*WHAT THE EXERCISE ASKS*: Reproduce the listing below in its entirety. Change nothing.

*DATA TO USE*:
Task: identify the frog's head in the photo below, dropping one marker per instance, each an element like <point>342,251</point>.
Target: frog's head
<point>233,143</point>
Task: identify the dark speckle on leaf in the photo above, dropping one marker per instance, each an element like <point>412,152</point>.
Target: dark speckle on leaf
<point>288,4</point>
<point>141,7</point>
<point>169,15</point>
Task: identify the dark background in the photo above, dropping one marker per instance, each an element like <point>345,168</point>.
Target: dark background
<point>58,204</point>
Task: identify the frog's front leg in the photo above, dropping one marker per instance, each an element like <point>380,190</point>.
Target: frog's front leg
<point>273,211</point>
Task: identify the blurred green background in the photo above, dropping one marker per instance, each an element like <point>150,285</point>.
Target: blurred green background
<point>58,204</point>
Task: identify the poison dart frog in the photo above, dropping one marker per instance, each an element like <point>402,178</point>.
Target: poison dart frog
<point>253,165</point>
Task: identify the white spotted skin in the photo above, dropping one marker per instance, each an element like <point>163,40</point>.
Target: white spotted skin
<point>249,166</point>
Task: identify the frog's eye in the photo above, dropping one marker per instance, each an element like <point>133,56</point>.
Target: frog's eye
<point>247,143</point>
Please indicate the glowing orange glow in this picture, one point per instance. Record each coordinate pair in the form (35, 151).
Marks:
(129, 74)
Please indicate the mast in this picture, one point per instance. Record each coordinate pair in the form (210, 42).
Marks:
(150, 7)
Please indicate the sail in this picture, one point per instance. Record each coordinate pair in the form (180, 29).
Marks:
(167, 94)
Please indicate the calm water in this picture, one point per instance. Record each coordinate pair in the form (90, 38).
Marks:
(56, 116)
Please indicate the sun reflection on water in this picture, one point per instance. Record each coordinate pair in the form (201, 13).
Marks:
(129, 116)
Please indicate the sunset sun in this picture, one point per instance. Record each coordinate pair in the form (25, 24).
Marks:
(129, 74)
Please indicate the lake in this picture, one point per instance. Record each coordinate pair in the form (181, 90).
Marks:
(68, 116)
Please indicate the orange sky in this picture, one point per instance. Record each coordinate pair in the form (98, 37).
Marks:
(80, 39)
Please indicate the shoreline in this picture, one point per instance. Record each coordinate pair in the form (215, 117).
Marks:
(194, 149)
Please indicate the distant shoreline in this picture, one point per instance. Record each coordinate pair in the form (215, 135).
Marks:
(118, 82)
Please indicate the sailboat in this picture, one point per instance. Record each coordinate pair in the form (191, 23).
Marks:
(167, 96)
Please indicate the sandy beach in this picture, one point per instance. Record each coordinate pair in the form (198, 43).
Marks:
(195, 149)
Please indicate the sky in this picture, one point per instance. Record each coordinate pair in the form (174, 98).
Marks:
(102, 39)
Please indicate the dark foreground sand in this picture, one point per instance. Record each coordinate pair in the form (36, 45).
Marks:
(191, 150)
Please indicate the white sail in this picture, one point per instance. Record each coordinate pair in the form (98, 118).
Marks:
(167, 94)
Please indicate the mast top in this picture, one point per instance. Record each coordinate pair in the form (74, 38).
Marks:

*COMPLETED EXERCISE*:
Task: identify the frog's head in the photo below, dropping one marker per instance, each an element like <point>342,251</point>.
Target: frog's head
<point>233,143</point>
Task: identify the dark speckle on leaf in the photo above, dropping one marker per instance, each an element like <point>412,152</point>.
Target: dark speckle on leaf
<point>288,4</point>
<point>141,7</point>
<point>169,15</point>
Task: identify the dark background in the photo above, dropping one marker per instance, each an element like <point>345,168</point>.
Target: dark background
<point>58,204</point>
Task: identify the frog's front leg in the photo above, dropping one marker per instance, each an element like <point>380,190</point>.
Target: frog's front leg
<point>273,211</point>
Task: identify the blurred green background in the photo above, dropping one marker per instance, each an element like <point>150,285</point>.
Target: blurred green background
<point>58,204</point>
Task: identify the poison dart frog in the photo above, dropping one marker per instance, each an element like <point>402,178</point>.
Target: poison dart frog
<point>253,165</point>
Task: identify the white spotted skin in the photo above, dropping one marker per instance, each an element like <point>163,40</point>.
Target: white spotted skin
<point>249,166</point>
Task: identify the frog's eye in the photo above, dropping one marker per instance, each an element like <point>133,56</point>.
Target: frog's eye
<point>247,143</point>
Please indicate the glowing orange glow in this picture, one point per instance. Record each coordinate pair in the form (35, 151).
Marks:
(129, 74)
Please indicate the mast in this picture, one point per instance. Record each coordinate pair in the form (210, 42).
Marks:
(150, 7)
Please indicate the sail in this picture, one point per instance. Record each coordinate pair in the form (180, 29).
Marks:
(167, 94)
Please indicate the calm water in this picture, one point per instance. Record each coordinate pair in the form (90, 38).
Marks:
(56, 116)
Please indicate the sun reflection on water in this picture, one point per instance. Record each coordinate pair in the form (201, 13).
Marks:
(129, 116)
Please indicate the sunset sun in this picture, one point per instance. Record each coordinate pair in the form (25, 24).
Marks:
(129, 74)
Please indicate the lake in this picture, one point per instance. Record each coordinate pair in the form (181, 90).
Marks:
(68, 116)
Please indicate the orange sky in this picture, one point per instance. Record each coordinate pair in the form (98, 37).
Marks:
(80, 39)
Please indicate the shoreline in this picture, one point per instance. Record each coordinate pair in the form (215, 117).
Marks:
(194, 149)
Please indicate the distant shoreline in this picture, one point per instance. Record each coordinate pair in the form (215, 135).
Marks:
(118, 82)
Please indicate the sailboat in this picture, one point per instance. Record each coordinate pair in the form (191, 23).
Marks:
(167, 96)
Please indicate the sandy beach in this picture, one point per instance. Record each coordinate pair in the form (198, 43).
Marks:
(195, 149)
Please indicate the sky in this picture, one point per instance. Record each coordinate pair in the form (174, 98).
Marks:
(102, 39)
Please indicate the dark foreground sand in this picture, one point per instance. Record each coordinate pair in the form (36, 45).
Marks:
(191, 150)
Please indicate the white sail in this picture, one point per instance. Record each coordinate pair in the form (98, 118).
Marks:
(167, 94)
Please indicate the mast top in this picture, one point per instance. Record each coordinate pair in the form (74, 38).
Marks:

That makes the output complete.